• Consigna escrita 1:
Responde estas preguntas según el texto sobre los jueces de menores:
(a) ¿Qué porcentaje de los niños está privado de su libertad por el solo hecho de sus miserias?
(b) ¿Qué dos lugares se presentan como la concreción arquitectónica del horror legislativo y judicial?
(c) ¿A qué poeta se atribuye la expresión "morenos de verde luna"?
• Consigna escrita 2:
Indica si cada afirmación concuerda con el texto sobre los jueces de menores y cita las palabras que lo deciden:
(a) Los Institutos carcelarios y las Comisarías se han mantenido ocultos.
(b) Esas instituciones se comparan con centros clandestinos de detención.
(c) En las regiones de pesar descritas hay pocos huérfanos sociales.
• Consigna escrita 3:
Prosigue el texto sobre los jueces de menores a partir de su última oración.

• Texto de origen:
————
La potestad de los Jueces de Menores de disponer de toda esa gracia adolescente -que es capaz de bostezar y beber, de un solo trago, todo el colapso del cielo- de manera absoluta, es arbitrariedad, indeterminación de las conductas y de las penas. Es inapelabilidad y sometimiento, imposición de castigos más gravosos que la pena misma. Los Institutos carcelarios y las Comisarías son la concreción arquitectónica de ese horror legislativo y judicial. Cementerios de dignidades y derechos. Equivalentes a centros clandestinos de detención. Ni siquiera ha sido necesario ocultarlos, puesto que pese a permanecer monstruosamente erguidos, al margen de nuestras vidas, todos parecemos mirarlos sin verlos.
El 90 por ciento de los niños están privados de su libertad en instituciones de secuestro por el solo hecho de sus miserias: morenos de verde luna diría García Lorca. Hemos descubierto regiones de pesar, donde sólo hay multitud de huérfanos sociales.
————
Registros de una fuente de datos

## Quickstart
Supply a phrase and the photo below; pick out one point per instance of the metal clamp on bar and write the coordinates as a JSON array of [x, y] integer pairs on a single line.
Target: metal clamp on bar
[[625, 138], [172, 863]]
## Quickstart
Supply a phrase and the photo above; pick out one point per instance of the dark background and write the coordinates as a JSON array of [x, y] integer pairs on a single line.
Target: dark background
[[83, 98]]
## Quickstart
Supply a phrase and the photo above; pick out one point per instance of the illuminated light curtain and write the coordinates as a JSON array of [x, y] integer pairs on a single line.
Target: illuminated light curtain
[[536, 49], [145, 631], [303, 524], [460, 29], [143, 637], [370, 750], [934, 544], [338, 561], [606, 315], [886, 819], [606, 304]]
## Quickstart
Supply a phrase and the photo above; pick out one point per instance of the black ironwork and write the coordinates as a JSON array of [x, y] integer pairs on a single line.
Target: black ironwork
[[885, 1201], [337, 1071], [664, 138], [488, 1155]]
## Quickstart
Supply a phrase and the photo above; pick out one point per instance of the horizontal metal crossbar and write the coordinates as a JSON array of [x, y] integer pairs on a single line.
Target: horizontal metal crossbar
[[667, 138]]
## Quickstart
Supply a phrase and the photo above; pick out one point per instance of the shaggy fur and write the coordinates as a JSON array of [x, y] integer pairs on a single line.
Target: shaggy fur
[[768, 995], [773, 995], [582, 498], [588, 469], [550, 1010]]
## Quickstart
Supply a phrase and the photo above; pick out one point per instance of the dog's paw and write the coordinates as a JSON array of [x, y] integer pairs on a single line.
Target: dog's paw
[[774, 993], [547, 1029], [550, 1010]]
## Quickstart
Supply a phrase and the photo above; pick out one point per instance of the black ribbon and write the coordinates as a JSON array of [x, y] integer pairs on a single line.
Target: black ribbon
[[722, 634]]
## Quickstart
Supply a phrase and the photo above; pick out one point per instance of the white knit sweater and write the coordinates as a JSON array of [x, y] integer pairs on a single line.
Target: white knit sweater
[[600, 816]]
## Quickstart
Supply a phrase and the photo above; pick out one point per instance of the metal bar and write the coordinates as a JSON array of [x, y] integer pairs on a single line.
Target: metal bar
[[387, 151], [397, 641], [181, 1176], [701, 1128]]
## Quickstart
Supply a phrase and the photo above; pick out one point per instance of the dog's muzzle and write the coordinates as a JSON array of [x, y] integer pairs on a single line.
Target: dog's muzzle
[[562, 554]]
————
• Respuesta 1:
(a) El 90 por ciento.
(b) Los Institutos carcelarios y las Comisarías.
(c) A García Lorca.

• Respuesta 2:
(a) No: "Ni siquiera ha sido necesario ocultarlos".
(b) Sí: "Equivalentes a centros clandestinos de detención."
(c) No: "donde sólo hay multitud de huérfanos sociales".

• Respuesta 3:
Nos desvela, nos atemoriza cierta prensa, cierta mano dura que reclama silencio, cárceles, institutos. Y nunca las rejas son suficientes, jamás alcanzarán las penas, siempre serán pocos los castigos; el grito se extiende, continúa, reaparece hoy en una esquina y mañana en otra, como si quisiera poblar con su desgarrada humanidad ese caos, esa tierra de nadie donde nosotros hemos decidido no estar. Es el momento más alto de nuestra desventura, llorar improvisando, de memoria decía Oliverio Girondo.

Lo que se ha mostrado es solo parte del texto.